Records shown |
## BEGIN

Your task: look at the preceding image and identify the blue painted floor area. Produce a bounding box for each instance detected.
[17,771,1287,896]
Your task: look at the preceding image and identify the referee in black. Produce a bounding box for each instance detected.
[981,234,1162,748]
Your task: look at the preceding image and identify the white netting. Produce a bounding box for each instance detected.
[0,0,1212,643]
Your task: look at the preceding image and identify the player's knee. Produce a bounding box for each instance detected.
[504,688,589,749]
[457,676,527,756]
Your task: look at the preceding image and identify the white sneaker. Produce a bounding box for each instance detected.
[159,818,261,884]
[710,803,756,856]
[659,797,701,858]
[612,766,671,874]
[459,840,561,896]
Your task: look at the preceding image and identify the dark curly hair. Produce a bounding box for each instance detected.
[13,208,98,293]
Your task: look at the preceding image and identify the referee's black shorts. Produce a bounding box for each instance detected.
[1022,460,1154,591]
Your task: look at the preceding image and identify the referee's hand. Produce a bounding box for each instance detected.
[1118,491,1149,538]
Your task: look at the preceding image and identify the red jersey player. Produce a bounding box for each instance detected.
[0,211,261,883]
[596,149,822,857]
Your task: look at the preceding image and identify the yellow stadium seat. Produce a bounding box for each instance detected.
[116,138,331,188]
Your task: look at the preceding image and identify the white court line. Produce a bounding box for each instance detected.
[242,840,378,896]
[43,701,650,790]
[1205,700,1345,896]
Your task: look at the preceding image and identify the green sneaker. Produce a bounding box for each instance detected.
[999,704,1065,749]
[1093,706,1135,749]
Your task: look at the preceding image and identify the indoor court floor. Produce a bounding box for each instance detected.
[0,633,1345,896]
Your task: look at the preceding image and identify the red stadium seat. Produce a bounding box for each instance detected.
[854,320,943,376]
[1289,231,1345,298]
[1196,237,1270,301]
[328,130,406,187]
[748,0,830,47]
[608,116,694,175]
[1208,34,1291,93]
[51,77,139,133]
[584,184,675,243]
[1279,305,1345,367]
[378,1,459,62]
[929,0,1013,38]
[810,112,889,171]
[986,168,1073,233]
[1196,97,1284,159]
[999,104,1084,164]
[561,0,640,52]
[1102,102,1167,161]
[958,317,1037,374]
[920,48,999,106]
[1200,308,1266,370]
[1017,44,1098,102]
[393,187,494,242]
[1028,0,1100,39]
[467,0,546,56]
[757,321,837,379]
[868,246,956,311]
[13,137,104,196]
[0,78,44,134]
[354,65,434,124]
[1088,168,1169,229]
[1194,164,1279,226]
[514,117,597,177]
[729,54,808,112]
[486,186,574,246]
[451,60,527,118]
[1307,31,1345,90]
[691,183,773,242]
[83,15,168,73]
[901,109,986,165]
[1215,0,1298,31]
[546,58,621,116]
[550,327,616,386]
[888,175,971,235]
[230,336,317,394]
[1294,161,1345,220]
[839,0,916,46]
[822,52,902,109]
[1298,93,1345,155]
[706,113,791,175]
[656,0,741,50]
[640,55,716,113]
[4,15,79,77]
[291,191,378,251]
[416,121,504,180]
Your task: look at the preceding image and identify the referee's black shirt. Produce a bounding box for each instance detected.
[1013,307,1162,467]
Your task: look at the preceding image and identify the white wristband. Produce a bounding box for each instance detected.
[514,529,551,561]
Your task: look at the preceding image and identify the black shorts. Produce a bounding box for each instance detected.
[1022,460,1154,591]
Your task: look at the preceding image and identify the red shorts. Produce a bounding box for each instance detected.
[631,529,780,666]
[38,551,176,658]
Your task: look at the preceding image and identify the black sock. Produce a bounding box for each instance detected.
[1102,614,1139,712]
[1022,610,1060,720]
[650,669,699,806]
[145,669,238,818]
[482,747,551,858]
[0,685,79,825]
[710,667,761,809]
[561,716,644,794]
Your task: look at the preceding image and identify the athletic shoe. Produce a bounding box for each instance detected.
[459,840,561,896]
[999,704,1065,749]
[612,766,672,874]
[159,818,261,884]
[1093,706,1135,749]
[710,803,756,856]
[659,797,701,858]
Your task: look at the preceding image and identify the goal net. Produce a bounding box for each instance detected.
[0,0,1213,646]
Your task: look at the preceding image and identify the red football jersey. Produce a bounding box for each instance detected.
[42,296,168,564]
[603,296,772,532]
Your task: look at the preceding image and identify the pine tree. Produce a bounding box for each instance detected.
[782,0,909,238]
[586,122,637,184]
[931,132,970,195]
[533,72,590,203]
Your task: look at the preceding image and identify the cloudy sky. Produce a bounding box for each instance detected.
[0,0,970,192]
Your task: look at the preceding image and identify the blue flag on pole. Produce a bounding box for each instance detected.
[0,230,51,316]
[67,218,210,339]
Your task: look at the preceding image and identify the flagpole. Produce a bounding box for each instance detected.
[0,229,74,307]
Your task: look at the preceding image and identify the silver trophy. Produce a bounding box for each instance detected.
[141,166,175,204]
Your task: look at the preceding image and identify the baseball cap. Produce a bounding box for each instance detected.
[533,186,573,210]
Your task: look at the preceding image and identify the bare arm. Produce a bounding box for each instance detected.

## END

Exercise instructions | Copy out once more, unaltered, the lines beginning with the line containing "Your task: look at the preceding image and identify the yellow" and continuing through the line containing "[1205,700,1345,896]", both of those lines included.

Task response |
Your task: look at the preceding image and identify the yellow stadium seat. Produce a bounding box for each instance detected.
[116,138,331,188]
Your task: look at the preceding image and identify the white court line. Produce a bounding box for each instance detected.
[242,840,378,896]
[43,701,650,790]
[1205,700,1345,896]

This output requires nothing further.